> **WHAT TO DO**:
Each line of the records needs to come back exactly as written.

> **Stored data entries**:
○ ○ ○ ○

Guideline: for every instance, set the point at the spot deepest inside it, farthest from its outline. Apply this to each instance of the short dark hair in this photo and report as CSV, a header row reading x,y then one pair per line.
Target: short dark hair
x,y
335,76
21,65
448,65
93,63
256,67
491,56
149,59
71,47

○ ○ ○ ○

> **EXERCISE RESPONSE**:
Guideline: for every instance, set the point at the spot deepest inside it, farthest from its outline. Apply this to each instance of the short dark hair in this photo and report as CSV, a header row reading x,y then one pair per line.
Target: short dark hair
x,y
335,76
21,65
448,65
93,63
256,67
491,56
149,59
71,47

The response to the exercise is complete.